Your instructions:
A word-for-word restatement of the whole listing is the expected answer.
________
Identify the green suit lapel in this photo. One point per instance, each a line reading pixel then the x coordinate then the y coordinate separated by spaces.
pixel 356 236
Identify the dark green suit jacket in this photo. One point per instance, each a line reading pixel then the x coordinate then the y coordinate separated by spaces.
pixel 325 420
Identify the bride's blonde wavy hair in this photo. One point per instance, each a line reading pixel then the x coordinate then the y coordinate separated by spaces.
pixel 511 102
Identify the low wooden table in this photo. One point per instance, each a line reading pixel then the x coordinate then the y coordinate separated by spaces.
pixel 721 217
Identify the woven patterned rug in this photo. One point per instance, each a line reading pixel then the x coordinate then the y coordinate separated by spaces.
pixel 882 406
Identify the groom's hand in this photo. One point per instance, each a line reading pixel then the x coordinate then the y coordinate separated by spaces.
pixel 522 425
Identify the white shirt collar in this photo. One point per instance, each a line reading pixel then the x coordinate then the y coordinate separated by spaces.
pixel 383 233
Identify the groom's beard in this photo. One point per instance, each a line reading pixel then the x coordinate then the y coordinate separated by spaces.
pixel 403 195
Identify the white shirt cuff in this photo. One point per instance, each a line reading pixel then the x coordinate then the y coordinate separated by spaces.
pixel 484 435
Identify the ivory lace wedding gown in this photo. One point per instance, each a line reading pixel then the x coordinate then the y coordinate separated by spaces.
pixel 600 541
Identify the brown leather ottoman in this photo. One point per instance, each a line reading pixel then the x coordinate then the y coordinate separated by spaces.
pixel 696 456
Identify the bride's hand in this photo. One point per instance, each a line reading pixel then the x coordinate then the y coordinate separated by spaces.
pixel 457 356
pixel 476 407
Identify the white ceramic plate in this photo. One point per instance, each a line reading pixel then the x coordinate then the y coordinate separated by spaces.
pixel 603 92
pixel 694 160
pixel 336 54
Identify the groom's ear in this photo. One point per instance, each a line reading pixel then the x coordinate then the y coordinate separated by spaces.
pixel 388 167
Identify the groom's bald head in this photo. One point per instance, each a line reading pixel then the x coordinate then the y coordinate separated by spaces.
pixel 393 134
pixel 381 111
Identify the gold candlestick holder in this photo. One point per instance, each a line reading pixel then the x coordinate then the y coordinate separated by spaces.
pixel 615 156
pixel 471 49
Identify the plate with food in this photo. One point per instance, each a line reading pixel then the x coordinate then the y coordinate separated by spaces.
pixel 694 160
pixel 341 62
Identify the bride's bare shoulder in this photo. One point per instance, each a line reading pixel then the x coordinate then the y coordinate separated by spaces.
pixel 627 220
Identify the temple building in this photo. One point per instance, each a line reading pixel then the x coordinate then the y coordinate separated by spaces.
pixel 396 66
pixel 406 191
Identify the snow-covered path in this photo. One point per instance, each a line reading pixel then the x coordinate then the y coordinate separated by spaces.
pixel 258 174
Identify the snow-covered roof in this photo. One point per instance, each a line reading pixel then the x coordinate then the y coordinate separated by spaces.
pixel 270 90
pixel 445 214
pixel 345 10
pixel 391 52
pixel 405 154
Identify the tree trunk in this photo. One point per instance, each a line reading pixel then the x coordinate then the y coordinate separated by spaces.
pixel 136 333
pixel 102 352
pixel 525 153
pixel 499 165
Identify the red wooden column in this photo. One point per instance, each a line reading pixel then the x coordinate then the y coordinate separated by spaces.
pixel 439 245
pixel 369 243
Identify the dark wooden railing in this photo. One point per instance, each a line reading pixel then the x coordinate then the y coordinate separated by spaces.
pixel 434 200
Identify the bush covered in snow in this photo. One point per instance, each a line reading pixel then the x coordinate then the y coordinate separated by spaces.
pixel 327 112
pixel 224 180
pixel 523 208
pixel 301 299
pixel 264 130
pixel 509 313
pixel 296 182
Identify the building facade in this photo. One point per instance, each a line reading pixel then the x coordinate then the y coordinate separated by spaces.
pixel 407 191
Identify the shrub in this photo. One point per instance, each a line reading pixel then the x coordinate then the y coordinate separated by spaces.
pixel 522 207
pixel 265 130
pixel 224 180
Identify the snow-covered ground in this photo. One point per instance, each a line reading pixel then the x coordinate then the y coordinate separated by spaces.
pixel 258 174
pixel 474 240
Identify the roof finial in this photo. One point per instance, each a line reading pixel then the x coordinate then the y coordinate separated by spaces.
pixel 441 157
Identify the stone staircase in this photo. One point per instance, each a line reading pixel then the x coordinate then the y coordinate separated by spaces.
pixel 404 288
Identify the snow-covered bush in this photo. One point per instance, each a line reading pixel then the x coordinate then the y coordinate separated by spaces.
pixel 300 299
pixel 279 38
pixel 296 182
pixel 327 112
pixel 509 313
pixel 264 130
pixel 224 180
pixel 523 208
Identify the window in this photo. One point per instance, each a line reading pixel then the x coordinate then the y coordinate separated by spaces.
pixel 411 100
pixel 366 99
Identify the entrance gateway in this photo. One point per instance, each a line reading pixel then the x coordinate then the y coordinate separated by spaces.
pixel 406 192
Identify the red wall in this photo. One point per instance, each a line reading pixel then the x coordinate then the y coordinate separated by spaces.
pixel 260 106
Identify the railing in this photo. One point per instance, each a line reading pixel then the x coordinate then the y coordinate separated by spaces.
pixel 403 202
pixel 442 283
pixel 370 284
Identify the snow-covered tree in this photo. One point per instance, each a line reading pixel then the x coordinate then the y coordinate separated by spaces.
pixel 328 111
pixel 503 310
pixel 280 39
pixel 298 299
________
Response for this exercise:
Identify the green suit lapel in this photo. One point per instance, each a line reading pixel then the x coordinate then the y coordinate separated by spaces.
pixel 356 236
Identify the dark green suit jacket in this photo. One point per instance, each a line reading pixel then the x coordinate then the y coordinate separated by spaces.
pixel 325 420
Identify the bride's blonde wavy hair in this photo. One point per instance, each a line reading pixel then the x coordinate then the y coordinate separated by spaces.
pixel 511 102
Identify the low wooden table in this photo. One point per instance, each a line reading pixel then the x coordinate then the y coordinate separated by spaces.
pixel 721 217
Identify the woven patterned rug in this photo. One point per instance, each a line reading pixel then the x coordinate then the y coordinate separated by spaces.
pixel 882 406
Identify the groom's hand in this photo. One point per instance, each a line reading pixel then the x coordinate then the y coordinate separated by spaces.
pixel 522 425
Identify the white shirt collar in this photo. One point per instance, each a line reading pixel then the x coordinate then the y coordinate separated by spaces.
pixel 383 233
Identify the groom's beard in this photo. One point per instance, each a line reading pixel then the x coordinate then the y coordinate separated by spaces.
pixel 403 195
Identify the white shirt cuff in this photo. One point per instance, each a line reading pixel then the x coordinate then the y coordinate separated by spaces.
pixel 484 435
Identify the ivory lace wedding gown in this photo. One point per instance, each a line reading pixel then the x coordinate then the y coordinate separated by spaces.
pixel 600 541
Identify the brown leather ottoman in this photo. One point per instance, each a line reading pixel then the x coordinate then the y coordinate separated by spaces.
pixel 696 456
Identify the bride's hand in this photo. One point per instance, each a line reading pixel then the x coordinate then the y coordinate separated by spaces.
pixel 457 356
pixel 476 407
Identify the white ceramic plate in this photo. One point per instance, each a line reading pixel then the x coordinate then the y coordinate separated by spaces.
pixel 603 92
pixel 694 160
pixel 336 54
Identify the groom's ear in this photo. One point per instance, each a line reading pixel then the x coordinate then the y coordinate separated by spaces.
pixel 388 167
Identify the groom's bald head in this photo. One point per instance, each a line reading pixel then the x coordinate then the y coordinate separated by spaces.
pixel 393 134
pixel 381 111
Identify the gold candlestick holder in this photo. One point per instance, each a line reading pixel then the x coordinate then the y coordinate separated by spaces.
pixel 615 156
pixel 471 49
Identify the plate with food in this photo. One point per instance, each a line reading pixel then the x coordinate then the y coordinate separated by spaces.
pixel 694 160
pixel 341 62
Identify the bride's bare shoulder in this photo. One point per instance, each a line reading pixel then the x coordinate then the y coordinate separated by spaces.
pixel 627 220
Identify the temple building in this photo. One point per instance, each a line reading pixel then the x coordinate then the y coordinate separated by spaces.
pixel 396 66
pixel 406 191
Identify the snow-covered path in this photo. One point per instance, each a line reading pixel then the x coordinate then the y coordinate separated by spaces.
pixel 258 174
Identify the snow-covered roof in this photo. One point per instance, each a line reading pixel then the x coordinate then the y coordinate separated by spaces.
pixel 270 90
pixel 445 214
pixel 345 10
pixel 391 52
pixel 405 154
Identify the tree trunk in this photo. One point per instance, each a line reading pixel then the x coordinate then the y coordinate separated by spaces.
pixel 136 333
pixel 102 352
pixel 525 153
pixel 499 165
Identify the red wooden column in this photo. One point per instance, each a line reading pixel then the x coordinate then the y coordinate separated by spaces.
pixel 439 245
pixel 369 243
Identify the dark wooden railing in this photo. One point per instance, each a line reading pixel then the x coordinate then the y coordinate separated by spaces.
pixel 434 200
Identify the bush covered in snow in this photo. One point per instance, each a line reading pixel then the x coordinate then the y coordinate separated by spaces.
pixel 327 112
pixel 224 180
pixel 523 208
pixel 301 299
pixel 264 130
pixel 509 313
pixel 296 182
Identify the building facade in this photo. One point per instance, each a line reading pixel then the x coordinate then the y coordinate separated by spaces.
pixel 407 191
Identify the shrub in this photo. One point per instance, each a line reading pixel then the x coordinate then the y coordinate separated by spaces.
pixel 522 207
pixel 265 130
pixel 224 180
Identify the snow-covered ground in this photo. One point per instance, each a line reading pixel then the x coordinate then the y coordinate separated by spaces.
pixel 258 174
pixel 474 240
Identify the roof finial in this photo. One point per instance, each a line reading pixel then the x coordinate then the y coordinate separated by spaces.
pixel 441 157
Identify the stone staircase in this photo. One point per instance, each a line reading pixel then the x coordinate then the y coordinate separated by spaces.
pixel 404 288
Identify the snow-covered bush in this photo. One point per instance, each a line reading pixel then the x coordinate then the y coordinate separated by spaces.
pixel 300 299
pixel 279 38
pixel 296 182
pixel 327 112
pixel 509 313
pixel 264 130
pixel 224 180
pixel 523 208
Identify the window in this photo. One point per instance, each a line reading pixel then the x coordinate then the y coordinate separated by spaces.
pixel 411 100
pixel 366 99
Identify the entrance gateway in this photo. One point per instance, each a line reading pixel then the x coordinate then the y coordinate separated by spaces.
pixel 406 192
Identify the red wall in this photo. One point per instance, each a line reading pixel then the x coordinate then the y coordinate separated by spaces.
pixel 260 106
Identify the railing in this photo. One point per instance, each a line reading pixel then the x coordinate then the y coordinate separated by spaces.
pixel 403 202
pixel 442 283
pixel 370 284
Identify the snow-covered tree in this photo. One point per instance, each a line reading pixel then the x coordinate then the y coordinate separated by spaces.
pixel 328 111
pixel 503 310
pixel 280 39
pixel 298 299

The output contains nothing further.